++++ EXTRAIT DU DOCUMENT

Après quoi, c'est le choc, Keith Moon pulvérise les falaises de Douvres. Est-ce qu'il existe plus puissant, fou, démoniaque, assassin, plus fantasmagorique que les frappes de Keith Moon sur l'intro de The rock ? Ne vous fatiguez pas à répondre. Je pleure d'un bonheur orgasmique chaque fois que j'entends ces rafales lourdes à faire vaciller Atlas. Les thèmes s'entremêlent, s'opposent et se défient, The rock est une pièce majeure sur le grand échiquier de l'art. I'm one avec Townshend au micro pour un maximum de sensibilité puis The real me, manière de claquer le beignet à toute objection. Quadrophenia est le chef d'oeuvre suprême des 70's. Mieux enregistré, mieux interprété, mieux composé que tout ce à quoi la concurrence a pu prétendre. 

Cry if you want, swizz, un autre temps fort de It's Hard, disque en montagnes russes. Celle ci ne prétend pas à la stature d'Eminence front et I've known no war, sa seule ambition est de ressusciter les power chords. Ce qui mérite tous les superlatifs. Pause. Avant de plonger dans les profondeurs les plus sombres de l'âme humaine, Blue, red and grey nous gonfle les poumons d'optimisme. Townshend se radine avec son ukulélé et prend le micro pour ce salutaire interlude tout en amour de vivre. Il fallait bien ça avant de s'injecter coup sur coup Underture, cauchemar claustrophobe de près de dix minutes et Cousin Kevin, un morceau si malsain qu'il fait passer Orange Mécanique pour un film de vacances sur la côté basque. Jamais on ne soulignera assez le génie macabre de John Entwistle. Après une telle séance, on est en droit de se demander si il existe encore quelqu'un qui nous veut du bien, quelque part, n'importe où, qu'il se manifeste. Roger se pose la même question sur le glacial How many friends, titre à infusion lente à l'image de l'album The Who By Numbers, dont il est extrait. Et si l'humain subit la souffrance des questions aux réponses cruelles, il n'en a pas l'exclusivité. John Entwistle nous fait partager le mal être d'un androïde avec 905, un morceau dominé par les sons électroniques sans rien perdre d'un feeling qui colle à la peau.

++++++++
++++ ENTRÉES DE DONNÉES

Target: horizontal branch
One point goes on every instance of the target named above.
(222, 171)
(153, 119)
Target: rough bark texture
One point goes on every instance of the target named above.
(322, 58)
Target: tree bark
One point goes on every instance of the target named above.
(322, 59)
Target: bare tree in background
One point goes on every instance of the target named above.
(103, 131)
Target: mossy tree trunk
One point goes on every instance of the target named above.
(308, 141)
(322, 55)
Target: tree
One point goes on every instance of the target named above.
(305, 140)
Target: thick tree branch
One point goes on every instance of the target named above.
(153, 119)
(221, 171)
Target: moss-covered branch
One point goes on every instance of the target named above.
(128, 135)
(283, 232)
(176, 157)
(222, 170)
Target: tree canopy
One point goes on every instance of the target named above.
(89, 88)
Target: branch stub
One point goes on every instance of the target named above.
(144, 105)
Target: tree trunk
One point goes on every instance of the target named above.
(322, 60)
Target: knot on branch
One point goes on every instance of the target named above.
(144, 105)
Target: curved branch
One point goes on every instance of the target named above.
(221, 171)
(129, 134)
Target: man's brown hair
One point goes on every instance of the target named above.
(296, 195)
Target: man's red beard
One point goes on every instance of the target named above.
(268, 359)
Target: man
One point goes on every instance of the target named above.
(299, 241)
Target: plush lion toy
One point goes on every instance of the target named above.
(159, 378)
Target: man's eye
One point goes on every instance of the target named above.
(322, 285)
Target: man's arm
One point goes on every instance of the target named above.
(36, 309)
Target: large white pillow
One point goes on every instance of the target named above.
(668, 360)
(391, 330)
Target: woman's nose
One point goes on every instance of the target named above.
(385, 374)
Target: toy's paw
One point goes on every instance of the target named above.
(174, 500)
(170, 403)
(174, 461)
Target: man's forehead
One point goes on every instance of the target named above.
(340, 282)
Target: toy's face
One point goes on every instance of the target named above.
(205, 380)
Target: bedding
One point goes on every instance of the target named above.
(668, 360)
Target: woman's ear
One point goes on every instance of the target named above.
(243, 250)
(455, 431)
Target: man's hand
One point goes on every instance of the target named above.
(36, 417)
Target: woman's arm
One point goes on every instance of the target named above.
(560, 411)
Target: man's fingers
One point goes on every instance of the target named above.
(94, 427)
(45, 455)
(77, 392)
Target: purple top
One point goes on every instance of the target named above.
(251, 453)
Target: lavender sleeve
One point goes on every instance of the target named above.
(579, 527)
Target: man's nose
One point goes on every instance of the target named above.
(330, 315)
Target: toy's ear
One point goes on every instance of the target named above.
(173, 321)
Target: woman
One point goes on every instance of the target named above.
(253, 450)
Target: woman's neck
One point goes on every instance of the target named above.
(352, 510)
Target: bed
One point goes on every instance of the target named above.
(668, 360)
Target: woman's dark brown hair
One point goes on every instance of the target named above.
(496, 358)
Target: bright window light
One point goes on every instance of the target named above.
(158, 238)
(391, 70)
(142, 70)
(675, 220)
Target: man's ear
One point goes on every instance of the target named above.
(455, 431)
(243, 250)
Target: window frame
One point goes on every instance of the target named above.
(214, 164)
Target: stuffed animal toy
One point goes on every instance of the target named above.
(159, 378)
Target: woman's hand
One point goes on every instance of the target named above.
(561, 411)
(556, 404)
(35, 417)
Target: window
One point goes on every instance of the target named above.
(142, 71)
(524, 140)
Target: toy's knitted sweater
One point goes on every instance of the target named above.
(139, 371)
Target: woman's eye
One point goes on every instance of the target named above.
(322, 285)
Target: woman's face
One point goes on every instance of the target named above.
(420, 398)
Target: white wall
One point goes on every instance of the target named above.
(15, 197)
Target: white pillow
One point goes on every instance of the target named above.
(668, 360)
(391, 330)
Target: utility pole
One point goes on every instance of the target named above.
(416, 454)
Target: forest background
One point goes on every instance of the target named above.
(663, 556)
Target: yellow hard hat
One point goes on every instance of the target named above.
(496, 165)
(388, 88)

++++++++

**CONSIGNE ÉCRITE 1**
Recopiez le passage de l'extrait sur les Who qui commence à « Après quoi, c'est » et se termine à « a pu prétendre. ».
**CONSIGNE ÉCRITE 2**
D'après l'extrait sur les Who, de quel album est tiré le titre How many friends ?

**RÉSULTAT ATTENDU 1**
Après quoi, c'est le choc, Keith Moon pulvérise les falaises de Douvres. Est-ce qu'il existe plus puissant, fou, démoniaque, assassin, plus fantasmagorique que les frappes de Keith Moon sur l'intro de The rock ? Ne vous fatiguez pas à répondre. Je pleure d'un bonheur orgasmique chaque fois que j'entends ces rafales lourdes à faire vaciller Atlas. Les thèmes s'entremêlent, s'opposent et se défient, The rock est une pièce majeure sur le grand échiquier de l'art. I'm one avec Townshend au micro pour un maximum de sensibilité puis The real me, manière de claquer le beignet à toute objection. Quadrophenia est le chef d'oeuvre suprême des 70's. Mieux enregistré, mieux interprété, mieux composé que tout ce à quoi la concurrence a pu prétendre.

**RÉSULTAT ATTENDU 2**
The Who By Numbers.